# Problem:
Give the number of lines in these entries that contain "with", and nothing more.

# Extracted records:
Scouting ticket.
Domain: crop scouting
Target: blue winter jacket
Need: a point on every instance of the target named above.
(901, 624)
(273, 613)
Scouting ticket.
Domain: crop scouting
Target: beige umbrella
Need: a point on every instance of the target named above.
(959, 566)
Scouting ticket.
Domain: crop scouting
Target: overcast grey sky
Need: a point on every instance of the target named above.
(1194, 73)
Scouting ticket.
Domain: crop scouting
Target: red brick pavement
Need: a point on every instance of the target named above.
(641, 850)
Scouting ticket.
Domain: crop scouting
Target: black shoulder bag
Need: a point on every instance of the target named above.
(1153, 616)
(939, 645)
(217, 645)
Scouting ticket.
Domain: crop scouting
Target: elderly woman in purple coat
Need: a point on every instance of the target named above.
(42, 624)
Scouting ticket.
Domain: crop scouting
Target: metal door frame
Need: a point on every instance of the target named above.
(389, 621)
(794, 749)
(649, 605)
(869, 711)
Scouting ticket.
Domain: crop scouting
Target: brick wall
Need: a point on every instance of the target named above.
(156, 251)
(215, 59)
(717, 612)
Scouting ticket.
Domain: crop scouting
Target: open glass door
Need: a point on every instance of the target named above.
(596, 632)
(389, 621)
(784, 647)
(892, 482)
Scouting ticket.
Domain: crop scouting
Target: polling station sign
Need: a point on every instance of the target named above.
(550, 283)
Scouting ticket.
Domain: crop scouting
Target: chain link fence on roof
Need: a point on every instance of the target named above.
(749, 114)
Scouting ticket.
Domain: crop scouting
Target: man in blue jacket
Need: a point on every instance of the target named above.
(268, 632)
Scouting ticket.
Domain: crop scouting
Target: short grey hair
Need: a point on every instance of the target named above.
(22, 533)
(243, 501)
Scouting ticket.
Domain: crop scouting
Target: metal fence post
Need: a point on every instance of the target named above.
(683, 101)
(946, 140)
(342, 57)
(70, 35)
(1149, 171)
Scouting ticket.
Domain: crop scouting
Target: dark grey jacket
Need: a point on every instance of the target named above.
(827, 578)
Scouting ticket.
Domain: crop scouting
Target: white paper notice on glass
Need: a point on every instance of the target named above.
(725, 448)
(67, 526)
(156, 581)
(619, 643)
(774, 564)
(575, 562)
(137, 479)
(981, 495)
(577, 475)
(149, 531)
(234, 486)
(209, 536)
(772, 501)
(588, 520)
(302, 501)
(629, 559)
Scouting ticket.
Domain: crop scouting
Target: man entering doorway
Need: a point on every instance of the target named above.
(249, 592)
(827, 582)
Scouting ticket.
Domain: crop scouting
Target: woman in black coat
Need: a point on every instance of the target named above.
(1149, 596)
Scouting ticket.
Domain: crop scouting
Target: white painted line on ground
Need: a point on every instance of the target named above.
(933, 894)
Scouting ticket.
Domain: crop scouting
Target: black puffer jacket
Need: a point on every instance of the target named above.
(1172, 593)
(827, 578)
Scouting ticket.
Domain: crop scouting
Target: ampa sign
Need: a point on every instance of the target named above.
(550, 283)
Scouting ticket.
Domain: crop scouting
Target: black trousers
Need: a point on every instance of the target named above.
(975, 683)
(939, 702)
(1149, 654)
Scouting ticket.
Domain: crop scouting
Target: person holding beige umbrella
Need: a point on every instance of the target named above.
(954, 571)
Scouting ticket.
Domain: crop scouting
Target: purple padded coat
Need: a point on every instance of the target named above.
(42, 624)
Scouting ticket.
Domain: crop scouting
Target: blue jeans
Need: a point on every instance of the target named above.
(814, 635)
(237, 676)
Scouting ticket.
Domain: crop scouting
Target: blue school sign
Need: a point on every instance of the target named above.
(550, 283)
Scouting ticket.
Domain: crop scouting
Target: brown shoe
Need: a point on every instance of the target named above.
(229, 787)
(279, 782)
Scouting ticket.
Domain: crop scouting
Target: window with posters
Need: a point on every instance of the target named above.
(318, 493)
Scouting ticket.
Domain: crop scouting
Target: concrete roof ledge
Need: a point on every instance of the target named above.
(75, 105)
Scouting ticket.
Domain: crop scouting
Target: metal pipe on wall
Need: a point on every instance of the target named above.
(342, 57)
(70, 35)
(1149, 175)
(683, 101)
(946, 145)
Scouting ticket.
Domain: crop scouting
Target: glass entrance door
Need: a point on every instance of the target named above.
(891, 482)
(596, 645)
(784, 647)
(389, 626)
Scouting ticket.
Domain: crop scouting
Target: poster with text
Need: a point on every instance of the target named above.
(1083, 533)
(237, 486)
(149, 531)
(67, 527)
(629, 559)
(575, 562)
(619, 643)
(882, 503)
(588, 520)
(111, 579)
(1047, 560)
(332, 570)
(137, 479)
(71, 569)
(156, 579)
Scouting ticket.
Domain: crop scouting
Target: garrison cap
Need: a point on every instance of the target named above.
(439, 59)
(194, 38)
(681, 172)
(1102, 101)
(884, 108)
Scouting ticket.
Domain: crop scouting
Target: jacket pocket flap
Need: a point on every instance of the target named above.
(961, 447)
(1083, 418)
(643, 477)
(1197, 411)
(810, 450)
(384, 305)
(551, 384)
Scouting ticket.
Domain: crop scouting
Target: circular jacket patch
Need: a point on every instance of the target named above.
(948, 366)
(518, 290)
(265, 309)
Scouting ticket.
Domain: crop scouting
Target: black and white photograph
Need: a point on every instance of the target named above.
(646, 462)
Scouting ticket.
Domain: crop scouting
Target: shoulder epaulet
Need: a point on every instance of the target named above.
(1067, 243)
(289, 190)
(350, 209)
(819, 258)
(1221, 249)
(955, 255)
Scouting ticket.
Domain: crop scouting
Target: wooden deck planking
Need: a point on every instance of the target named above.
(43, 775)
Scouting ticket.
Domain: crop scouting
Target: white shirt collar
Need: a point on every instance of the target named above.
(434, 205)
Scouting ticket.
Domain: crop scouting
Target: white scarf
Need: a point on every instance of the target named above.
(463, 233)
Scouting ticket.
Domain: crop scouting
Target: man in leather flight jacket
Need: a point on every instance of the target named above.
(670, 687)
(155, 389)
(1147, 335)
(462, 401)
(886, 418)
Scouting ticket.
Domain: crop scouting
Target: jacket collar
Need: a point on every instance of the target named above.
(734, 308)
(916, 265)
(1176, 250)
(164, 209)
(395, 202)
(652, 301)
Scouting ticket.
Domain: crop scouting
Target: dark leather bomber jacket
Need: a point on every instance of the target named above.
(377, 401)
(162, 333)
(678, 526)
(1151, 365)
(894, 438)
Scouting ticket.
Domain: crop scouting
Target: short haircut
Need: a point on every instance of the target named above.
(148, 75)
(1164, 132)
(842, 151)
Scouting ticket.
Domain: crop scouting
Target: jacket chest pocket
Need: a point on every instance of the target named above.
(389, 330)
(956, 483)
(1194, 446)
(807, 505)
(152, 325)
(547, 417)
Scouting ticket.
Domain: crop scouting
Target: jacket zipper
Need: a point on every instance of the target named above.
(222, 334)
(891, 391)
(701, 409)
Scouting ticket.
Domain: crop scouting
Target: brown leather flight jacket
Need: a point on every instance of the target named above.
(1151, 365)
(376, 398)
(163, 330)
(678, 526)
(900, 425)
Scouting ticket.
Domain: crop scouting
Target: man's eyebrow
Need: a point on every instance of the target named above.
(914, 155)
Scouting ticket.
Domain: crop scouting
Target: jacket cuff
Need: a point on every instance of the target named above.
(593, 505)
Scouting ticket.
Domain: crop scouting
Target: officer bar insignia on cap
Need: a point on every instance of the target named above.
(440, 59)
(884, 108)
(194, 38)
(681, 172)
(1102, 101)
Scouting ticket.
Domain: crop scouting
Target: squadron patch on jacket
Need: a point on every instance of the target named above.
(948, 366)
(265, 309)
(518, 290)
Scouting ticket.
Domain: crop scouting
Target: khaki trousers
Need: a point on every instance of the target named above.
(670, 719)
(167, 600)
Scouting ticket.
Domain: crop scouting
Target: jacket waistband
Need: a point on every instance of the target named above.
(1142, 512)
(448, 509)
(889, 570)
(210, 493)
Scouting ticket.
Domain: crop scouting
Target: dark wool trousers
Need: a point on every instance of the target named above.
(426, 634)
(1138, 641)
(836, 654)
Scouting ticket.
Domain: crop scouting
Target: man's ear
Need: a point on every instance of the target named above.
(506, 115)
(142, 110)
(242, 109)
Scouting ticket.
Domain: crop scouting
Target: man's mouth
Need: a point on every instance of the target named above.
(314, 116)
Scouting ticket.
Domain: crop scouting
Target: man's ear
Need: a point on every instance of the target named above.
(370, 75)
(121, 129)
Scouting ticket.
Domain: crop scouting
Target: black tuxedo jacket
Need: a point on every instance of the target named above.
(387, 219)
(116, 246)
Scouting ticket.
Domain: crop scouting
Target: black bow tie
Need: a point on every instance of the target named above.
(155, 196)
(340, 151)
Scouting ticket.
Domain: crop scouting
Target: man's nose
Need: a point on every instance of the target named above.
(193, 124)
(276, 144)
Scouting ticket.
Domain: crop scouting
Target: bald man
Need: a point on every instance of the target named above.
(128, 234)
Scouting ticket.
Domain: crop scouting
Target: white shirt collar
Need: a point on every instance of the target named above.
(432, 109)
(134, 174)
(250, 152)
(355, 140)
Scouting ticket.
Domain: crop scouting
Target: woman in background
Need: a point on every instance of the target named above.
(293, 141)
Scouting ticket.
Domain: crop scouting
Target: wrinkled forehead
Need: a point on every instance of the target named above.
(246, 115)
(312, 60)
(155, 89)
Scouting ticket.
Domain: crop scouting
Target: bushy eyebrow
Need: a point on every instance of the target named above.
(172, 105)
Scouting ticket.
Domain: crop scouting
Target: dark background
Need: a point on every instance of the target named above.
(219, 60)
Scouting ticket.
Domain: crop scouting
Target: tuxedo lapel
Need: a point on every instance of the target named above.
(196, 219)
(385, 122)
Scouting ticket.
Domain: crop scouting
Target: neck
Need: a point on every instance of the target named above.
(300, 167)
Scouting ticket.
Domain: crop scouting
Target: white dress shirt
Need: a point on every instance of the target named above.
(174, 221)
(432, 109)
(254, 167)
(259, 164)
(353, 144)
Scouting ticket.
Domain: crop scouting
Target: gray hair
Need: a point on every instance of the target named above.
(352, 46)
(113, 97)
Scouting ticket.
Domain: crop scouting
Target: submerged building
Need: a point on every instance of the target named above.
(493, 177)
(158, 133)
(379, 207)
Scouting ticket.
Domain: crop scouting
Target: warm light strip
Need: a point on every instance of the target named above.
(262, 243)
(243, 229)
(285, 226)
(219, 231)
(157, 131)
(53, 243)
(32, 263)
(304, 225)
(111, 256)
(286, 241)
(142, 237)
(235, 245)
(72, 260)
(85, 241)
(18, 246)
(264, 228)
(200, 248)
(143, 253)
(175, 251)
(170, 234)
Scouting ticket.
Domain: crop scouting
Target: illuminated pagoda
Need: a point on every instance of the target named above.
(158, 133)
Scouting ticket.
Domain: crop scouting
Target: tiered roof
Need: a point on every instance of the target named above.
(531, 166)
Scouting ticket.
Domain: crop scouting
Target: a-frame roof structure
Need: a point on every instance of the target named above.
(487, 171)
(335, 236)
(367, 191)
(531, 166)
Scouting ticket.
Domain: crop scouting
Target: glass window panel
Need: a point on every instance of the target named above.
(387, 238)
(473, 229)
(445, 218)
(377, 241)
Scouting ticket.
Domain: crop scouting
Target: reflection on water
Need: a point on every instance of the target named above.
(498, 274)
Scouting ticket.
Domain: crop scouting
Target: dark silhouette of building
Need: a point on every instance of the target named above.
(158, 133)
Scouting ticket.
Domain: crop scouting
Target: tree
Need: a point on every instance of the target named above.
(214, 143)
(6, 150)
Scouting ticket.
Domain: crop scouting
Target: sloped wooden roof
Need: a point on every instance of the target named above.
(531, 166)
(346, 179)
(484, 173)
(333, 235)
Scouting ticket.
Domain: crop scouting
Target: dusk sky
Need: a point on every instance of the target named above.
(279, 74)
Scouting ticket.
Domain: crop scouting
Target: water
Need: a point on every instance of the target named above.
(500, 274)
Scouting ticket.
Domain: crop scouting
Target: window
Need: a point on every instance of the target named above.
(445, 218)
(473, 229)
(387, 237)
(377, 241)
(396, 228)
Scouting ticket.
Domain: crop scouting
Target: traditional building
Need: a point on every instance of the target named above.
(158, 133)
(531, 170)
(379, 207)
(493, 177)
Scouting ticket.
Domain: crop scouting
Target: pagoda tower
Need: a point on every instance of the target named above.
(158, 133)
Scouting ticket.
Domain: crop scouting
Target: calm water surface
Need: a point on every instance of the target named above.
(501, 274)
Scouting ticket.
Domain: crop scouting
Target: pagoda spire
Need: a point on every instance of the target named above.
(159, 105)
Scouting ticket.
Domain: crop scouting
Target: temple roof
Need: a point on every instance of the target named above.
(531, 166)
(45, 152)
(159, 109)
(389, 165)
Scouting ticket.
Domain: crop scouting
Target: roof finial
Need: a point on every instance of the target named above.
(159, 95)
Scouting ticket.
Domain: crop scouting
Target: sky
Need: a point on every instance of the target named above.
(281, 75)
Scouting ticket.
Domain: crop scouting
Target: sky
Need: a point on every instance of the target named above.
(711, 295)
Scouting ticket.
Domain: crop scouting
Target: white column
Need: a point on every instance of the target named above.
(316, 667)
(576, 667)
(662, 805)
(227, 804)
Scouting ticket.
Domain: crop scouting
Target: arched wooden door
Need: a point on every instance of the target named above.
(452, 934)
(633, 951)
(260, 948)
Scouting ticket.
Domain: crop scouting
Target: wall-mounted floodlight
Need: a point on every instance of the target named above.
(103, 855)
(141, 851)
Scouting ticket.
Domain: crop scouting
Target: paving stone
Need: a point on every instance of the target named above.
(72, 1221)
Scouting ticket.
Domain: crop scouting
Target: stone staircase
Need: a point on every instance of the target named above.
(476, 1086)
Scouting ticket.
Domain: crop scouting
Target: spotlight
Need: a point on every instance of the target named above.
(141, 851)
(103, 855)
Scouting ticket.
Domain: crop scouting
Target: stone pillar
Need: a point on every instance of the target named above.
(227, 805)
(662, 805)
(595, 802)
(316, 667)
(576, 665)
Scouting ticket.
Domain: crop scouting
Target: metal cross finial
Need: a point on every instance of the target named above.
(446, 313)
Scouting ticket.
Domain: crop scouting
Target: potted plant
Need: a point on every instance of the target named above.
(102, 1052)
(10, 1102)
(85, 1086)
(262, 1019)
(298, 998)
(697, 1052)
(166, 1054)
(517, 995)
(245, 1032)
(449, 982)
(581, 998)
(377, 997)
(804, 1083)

# Answer box:
2